- [Task to complete]:
Rewrite the listing below from the line with "of the bride" up to and including the line with "(351, 1101)", switching "innermost" to "central" and leaving everything else unchanged.

- [Stored rows]:
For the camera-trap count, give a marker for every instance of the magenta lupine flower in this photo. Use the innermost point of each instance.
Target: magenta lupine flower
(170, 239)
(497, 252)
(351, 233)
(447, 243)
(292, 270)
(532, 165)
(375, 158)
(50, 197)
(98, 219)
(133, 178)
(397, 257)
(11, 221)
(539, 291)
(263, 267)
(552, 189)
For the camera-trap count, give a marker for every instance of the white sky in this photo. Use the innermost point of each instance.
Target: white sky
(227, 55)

* * *

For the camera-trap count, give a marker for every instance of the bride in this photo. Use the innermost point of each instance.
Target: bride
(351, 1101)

- [Complete output]:
For the camera-trap count, give a marker for every instance of the bride in this photo. Use the central point of each instance.
Target: bride
(351, 1101)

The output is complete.